═══ Supplied passage

From what we could find (please contact us if you have an event you would like us to add to this or future schedules), the local book events for the week of February 27, 2010 through March 5, 2010 are:

Saturday February 27-

8th Annual Teen Art Show (Beaverton City Library, @10:00am): The Beaverton City Library Once again invites area teens to display their artistic visions at our 8th Annual Teen Art Show! The show will open with refreshments on Saturday, February 27 at 10:00 a.m. and run until Sunday, March 7. During the week, the show will be open from 3:00 p.m. until the library closes, from 10:00 a.m. until close on Saturday, and from 1:00 p.m. until close on Sundays. Come by to enjoy art from our community’s youth!

Voices in Verse (Cedar Mill Library, @10:00am): Bring along a cup of coffee and share your own poetry or listen to others read their favorites. The group meets on the fourth Saturday morning of each month in the library’s upstairs meeting room.

The Godfather and Hoodlum (Midland Library, @1:30pm): Join a special book discussion group comparing Mario Puzo’s classic “The Godfather” to bestselling urban writer K’wan Foye’s “Hoodlum.” Both plots focus on a criminal family, particularly good college sons who eventually run the family business. What makes this storyline so compelling? The discussion will be led by a Midland Librarian and Walidah Imarisha from Portland State University.

Scott Cherney (Hillsboro Main Library, @2:00pm): Meet local author, Scott Cherney, and hear about his fiction books. Copies of the books are available to borrow from the library, and will be on sale at the event.

Erotic Poetry Jam and Potluck Fundraiser for Haiti Relief (Q Center, South Room, @4:00pm): Bring a dish of your choice and erotic poetry to share with others. If you don’t have any poetry, come anyway to give support and have fun. We will be requesting a $5 to $10 donation at the door. Larger donations are also welcome. All proceeds will be donated to The American Red Cross Haiti Relief and Development Fund.

Black History Month lecture: Peniel E. Joseph (Reed College, Vollum Lecture Hall, @6:00pm): Peniel E. Joseph, professor of history at Tufts University, is the author of Dark Days, Bright Nights: From Black Power to Barack Obama (2010) and the award-winning Waiting ‘Til the Midnight Hour: A Narrative History of Black Power in America (2006) as well as editor of Neighborhood Rebels: Black Power at the Local Level (2010) and The Black Power Movement: Rethinking the Civil Rights-Black Power Era (2006). For more information, visit the Black History Month website.

══════
═══ Material supplied

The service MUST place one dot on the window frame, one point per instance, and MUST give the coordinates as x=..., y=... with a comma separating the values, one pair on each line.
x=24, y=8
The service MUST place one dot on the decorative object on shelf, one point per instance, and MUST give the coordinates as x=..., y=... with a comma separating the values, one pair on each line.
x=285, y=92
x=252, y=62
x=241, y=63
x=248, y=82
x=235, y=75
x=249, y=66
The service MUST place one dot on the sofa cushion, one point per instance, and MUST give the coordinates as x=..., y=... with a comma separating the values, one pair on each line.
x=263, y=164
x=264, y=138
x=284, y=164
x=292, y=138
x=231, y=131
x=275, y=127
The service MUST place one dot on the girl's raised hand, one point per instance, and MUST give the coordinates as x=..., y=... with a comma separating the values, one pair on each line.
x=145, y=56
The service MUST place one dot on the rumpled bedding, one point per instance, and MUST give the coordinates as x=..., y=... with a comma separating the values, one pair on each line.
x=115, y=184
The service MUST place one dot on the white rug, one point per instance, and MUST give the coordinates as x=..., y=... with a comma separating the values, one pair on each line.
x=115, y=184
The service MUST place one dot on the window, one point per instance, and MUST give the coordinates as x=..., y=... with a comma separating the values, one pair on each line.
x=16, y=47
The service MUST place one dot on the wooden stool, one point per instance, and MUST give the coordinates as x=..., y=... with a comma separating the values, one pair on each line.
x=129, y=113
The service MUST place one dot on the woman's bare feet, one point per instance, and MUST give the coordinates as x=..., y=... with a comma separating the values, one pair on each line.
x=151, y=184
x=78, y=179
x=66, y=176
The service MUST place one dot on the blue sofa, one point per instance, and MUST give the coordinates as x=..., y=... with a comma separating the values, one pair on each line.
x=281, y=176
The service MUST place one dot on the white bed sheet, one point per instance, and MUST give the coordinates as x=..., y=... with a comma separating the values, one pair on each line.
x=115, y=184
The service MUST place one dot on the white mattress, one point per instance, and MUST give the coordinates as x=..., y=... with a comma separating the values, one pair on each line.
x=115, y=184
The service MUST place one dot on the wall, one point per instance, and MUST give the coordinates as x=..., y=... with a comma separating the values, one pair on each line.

══════

Work required:
From the book event listing above, print everything from "Voices in Verse" down to "upstairs meeting room.".

Result:
Voices in Verse (Cedar Mill Library, @10:00am): Bring along a cup of coffee and share your own poetry or listen to others read their favorites. The group meets on the fourth Saturday morning of each month in the library’s upstairs meeting room.